> [Task brief]: Reproduce the lines below verbatim, keeping every character unchanged.

───── Source data

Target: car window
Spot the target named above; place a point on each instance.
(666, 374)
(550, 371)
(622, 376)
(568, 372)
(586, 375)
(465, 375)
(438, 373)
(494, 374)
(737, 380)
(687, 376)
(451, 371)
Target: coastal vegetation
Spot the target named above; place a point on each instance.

──────────

> [Completed exercise]:
Target: car window
Spot the target named above; place a point on each instance.
(666, 374)
(550, 371)
(622, 376)
(568, 372)
(586, 375)
(465, 375)
(438, 373)
(494, 374)
(737, 380)
(687, 376)
(451, 371)
Target: coastal vegetation
Spot the target named above; place a point on each instance.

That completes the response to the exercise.